## BEGIN RAW RECORDS
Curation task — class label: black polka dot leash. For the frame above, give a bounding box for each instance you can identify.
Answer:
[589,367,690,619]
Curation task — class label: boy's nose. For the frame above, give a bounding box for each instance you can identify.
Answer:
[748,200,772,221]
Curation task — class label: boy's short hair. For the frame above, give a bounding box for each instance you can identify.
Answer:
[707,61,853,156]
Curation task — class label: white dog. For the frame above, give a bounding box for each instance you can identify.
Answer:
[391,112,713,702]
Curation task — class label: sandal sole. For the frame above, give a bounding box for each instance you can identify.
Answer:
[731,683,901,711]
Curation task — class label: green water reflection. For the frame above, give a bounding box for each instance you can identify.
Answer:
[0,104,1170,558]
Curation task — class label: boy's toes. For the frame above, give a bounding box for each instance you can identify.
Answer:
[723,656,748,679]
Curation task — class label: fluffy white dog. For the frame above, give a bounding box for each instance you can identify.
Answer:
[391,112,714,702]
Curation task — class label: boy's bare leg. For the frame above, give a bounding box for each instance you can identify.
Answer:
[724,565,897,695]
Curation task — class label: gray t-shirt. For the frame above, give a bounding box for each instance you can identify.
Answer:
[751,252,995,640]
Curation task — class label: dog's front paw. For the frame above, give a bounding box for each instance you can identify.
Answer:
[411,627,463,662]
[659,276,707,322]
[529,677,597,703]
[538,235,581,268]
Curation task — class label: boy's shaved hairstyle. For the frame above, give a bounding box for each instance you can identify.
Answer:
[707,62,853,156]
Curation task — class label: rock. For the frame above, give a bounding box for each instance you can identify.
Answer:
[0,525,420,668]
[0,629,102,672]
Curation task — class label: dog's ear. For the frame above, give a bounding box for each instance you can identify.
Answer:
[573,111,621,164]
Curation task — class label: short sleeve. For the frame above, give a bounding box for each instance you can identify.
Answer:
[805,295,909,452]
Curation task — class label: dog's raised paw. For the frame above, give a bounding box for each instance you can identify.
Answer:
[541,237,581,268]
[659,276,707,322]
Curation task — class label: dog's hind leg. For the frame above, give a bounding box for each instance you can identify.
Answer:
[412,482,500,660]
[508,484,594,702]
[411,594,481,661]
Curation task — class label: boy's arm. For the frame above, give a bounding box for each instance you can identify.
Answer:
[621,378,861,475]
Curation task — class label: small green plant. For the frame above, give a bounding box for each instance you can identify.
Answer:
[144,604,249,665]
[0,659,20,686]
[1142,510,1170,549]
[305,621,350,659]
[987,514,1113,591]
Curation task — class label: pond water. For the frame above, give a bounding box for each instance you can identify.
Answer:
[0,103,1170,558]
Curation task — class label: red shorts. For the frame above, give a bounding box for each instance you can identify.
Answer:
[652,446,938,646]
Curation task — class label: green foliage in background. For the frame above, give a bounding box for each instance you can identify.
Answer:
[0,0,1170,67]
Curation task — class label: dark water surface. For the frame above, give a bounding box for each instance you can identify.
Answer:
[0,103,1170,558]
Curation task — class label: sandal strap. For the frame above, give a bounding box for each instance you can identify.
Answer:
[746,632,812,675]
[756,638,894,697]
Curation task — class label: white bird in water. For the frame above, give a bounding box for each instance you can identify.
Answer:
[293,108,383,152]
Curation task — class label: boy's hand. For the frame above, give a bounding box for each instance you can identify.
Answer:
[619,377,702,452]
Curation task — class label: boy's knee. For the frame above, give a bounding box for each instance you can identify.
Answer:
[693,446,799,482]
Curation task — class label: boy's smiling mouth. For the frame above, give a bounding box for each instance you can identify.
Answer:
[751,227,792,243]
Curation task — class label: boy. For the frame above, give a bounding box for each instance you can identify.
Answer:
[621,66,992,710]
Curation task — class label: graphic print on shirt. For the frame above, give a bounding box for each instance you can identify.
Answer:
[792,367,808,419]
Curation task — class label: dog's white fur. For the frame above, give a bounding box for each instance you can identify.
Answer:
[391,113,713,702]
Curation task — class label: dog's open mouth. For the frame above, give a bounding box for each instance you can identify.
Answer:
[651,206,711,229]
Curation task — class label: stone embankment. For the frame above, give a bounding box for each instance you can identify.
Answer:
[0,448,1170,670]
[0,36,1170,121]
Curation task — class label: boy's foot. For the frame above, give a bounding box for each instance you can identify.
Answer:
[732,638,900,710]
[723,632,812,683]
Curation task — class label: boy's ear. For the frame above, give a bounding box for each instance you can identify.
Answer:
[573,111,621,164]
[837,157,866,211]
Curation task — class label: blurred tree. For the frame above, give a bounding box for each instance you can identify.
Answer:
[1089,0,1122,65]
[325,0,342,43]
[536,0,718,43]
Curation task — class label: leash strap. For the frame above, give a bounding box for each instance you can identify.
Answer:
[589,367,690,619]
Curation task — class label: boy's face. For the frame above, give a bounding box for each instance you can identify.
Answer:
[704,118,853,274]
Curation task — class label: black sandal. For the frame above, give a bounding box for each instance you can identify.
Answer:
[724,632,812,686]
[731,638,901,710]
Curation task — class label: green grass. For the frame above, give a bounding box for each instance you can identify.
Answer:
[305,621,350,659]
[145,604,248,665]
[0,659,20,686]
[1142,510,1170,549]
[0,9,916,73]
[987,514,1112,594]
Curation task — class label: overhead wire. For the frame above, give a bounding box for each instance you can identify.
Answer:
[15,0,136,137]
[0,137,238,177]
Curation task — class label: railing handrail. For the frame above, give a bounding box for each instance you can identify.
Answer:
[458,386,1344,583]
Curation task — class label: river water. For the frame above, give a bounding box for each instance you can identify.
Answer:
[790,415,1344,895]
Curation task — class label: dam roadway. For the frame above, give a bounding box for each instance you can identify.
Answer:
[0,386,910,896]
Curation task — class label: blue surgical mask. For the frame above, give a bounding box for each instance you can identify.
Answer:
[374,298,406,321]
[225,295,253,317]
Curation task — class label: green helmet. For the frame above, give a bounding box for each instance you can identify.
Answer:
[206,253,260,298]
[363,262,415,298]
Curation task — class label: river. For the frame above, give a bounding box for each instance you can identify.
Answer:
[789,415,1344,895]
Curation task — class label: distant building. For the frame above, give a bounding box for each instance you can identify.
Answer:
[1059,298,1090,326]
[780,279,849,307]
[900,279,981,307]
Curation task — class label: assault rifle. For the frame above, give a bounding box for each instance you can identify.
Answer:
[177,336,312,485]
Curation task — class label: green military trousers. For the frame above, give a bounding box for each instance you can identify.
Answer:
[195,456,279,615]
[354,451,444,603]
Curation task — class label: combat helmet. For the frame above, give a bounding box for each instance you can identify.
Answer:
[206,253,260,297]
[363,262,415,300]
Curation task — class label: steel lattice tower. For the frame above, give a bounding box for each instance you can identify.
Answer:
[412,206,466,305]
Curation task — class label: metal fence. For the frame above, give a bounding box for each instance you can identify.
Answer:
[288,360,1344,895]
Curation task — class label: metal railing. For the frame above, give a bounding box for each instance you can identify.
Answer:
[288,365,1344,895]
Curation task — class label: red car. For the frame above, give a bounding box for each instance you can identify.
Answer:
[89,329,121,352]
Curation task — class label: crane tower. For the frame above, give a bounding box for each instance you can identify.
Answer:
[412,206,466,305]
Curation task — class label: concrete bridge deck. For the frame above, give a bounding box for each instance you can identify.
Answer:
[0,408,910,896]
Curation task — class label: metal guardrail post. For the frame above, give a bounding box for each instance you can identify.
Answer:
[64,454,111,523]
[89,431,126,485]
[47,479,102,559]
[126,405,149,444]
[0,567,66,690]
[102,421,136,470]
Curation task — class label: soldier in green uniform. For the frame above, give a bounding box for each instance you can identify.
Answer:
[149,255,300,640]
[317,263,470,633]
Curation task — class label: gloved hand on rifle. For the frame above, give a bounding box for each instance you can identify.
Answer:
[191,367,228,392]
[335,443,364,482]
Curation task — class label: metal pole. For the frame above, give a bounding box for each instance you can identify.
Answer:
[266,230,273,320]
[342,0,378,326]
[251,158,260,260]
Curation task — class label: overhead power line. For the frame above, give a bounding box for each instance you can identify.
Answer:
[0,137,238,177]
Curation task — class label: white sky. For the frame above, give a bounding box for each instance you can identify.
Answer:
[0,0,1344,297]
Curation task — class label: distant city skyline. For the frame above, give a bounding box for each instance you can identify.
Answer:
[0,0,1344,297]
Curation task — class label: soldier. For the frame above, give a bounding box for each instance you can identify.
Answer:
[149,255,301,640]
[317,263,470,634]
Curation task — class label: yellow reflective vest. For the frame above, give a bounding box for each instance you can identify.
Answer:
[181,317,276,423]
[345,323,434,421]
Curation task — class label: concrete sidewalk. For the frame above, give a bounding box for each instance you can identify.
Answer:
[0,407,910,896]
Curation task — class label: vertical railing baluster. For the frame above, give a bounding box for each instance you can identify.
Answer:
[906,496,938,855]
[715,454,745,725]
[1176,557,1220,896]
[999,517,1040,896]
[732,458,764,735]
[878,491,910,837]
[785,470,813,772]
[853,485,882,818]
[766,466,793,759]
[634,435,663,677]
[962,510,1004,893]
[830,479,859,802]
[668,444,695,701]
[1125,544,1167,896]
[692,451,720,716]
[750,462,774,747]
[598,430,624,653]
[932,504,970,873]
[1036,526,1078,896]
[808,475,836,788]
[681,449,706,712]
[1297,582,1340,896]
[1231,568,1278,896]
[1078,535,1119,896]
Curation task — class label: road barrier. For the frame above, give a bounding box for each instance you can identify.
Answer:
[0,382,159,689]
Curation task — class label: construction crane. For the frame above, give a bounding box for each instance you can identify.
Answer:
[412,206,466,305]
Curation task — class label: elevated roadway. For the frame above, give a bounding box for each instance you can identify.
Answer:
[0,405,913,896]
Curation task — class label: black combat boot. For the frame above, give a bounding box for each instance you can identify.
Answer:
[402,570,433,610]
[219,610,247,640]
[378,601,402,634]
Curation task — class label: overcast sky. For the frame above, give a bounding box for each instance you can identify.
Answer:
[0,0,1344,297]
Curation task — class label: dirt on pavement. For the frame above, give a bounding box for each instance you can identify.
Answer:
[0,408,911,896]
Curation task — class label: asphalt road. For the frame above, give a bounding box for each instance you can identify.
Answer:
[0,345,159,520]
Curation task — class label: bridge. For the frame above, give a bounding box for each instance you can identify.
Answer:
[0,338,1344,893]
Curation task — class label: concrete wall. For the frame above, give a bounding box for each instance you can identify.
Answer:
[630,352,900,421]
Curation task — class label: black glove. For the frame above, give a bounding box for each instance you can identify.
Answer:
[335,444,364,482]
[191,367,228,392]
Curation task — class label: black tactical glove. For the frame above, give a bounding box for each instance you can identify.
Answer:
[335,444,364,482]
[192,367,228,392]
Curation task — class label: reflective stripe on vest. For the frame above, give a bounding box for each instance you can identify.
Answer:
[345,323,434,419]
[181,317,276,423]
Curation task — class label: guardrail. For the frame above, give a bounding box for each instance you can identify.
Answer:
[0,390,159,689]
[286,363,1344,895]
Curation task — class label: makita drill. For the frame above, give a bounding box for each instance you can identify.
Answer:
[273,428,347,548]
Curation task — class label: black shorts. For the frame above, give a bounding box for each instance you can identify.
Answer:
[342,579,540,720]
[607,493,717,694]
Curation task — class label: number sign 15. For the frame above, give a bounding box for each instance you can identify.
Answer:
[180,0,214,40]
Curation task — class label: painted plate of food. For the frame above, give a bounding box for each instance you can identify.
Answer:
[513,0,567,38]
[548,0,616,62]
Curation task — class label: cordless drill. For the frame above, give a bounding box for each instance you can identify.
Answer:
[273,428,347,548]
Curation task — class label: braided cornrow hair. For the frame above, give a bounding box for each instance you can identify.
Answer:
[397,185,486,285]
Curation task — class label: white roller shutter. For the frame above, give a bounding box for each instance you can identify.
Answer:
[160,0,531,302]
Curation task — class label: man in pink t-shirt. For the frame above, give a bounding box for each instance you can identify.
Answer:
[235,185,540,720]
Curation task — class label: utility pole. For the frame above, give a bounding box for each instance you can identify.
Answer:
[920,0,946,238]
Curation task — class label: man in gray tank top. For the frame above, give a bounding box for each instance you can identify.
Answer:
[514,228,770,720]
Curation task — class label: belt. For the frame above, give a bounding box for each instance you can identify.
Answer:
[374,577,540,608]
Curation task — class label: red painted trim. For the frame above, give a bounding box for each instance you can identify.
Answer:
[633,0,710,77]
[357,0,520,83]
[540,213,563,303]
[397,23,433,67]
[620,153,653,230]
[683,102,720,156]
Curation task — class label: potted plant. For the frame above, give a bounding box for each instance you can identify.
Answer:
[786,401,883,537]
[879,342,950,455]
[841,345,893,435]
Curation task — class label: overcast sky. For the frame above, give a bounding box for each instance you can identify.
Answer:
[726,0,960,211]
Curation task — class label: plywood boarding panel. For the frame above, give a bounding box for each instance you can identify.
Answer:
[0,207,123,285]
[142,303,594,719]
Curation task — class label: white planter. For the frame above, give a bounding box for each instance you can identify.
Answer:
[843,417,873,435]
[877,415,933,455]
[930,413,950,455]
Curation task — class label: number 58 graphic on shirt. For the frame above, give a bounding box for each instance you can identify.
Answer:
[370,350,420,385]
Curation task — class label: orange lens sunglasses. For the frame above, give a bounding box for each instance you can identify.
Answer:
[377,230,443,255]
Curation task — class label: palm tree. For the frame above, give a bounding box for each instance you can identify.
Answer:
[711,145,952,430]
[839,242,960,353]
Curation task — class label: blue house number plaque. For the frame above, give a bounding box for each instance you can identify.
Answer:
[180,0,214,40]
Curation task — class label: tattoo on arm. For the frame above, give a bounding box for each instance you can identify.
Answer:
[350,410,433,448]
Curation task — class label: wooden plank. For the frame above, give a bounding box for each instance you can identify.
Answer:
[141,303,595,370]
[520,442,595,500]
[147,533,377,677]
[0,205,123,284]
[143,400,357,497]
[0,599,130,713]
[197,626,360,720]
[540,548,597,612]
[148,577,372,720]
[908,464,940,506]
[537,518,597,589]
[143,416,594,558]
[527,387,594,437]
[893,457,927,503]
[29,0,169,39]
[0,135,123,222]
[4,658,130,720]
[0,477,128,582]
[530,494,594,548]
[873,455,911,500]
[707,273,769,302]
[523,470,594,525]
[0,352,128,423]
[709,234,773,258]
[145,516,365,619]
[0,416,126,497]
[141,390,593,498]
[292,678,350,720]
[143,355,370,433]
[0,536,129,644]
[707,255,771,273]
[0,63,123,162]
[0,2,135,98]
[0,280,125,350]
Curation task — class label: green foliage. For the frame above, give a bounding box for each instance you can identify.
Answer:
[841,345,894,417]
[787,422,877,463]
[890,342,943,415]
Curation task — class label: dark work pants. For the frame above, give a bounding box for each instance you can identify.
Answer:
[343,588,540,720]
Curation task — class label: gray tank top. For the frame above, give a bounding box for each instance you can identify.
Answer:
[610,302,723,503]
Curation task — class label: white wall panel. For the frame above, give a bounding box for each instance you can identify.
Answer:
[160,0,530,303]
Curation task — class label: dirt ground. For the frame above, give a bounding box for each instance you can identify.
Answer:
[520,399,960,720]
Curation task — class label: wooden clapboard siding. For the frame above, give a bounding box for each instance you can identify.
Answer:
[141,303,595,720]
## END RAW RECORDS
▶ **GOAL OF THE EXERCISE**: Copy out word for word the lines from the one containing "Curation task — class label: soldier in" to the one containing "[0,407,910,896]", both included.

▶ **WRITTEN RESPONSE**:
Curation task — class label: soldier in green uniform. For the frame above, give a bounding box for each instance you can identify.
Answer:
[149,255,300,640]
[317,263,470,633]
Curation task — class label: gloved hand on rifle. For the frame above, give a bounding box for each instance you can identify.
Answer:
[191,367,228,392]
[335,443,364,482]
Curation task — class label: metal pole. For the frame above, give a bounding box for each instance you can identify.
Answer:
[266,230,273,320]
[342,0,378,326]
[251,158,260,260]
Curation task — class label: overhead power line. For the frame above, give a bounding box for each instance you can identify.
Answer:
[0,137,238,177]
Curation task — class label: white sky. For the frame above, give a bounding box for each instance you can identify.
Answer:
[0,0,1344,297]
Curation task — class label: distant city skyline. For the frame above, give a bounding box for each instance you can identify.
Answer:
[0,0,1344,297]
Curation task — class label: soldier. For the frame above, give a bounding box for each instance you can identify.
Answer:
[149,255,301,640]
[317,263,470,634]
Curation task — class label: yellow reflective vest. For the frame above, give a bounding box for each instance you can identify.
Answer:
[181,317,276,423]
[345,323,434,421]
Curation task — class label: concrete sidewalk. For the frame above, give a bounding box for each instance you can identify.
Answer:
[0,407,910,896]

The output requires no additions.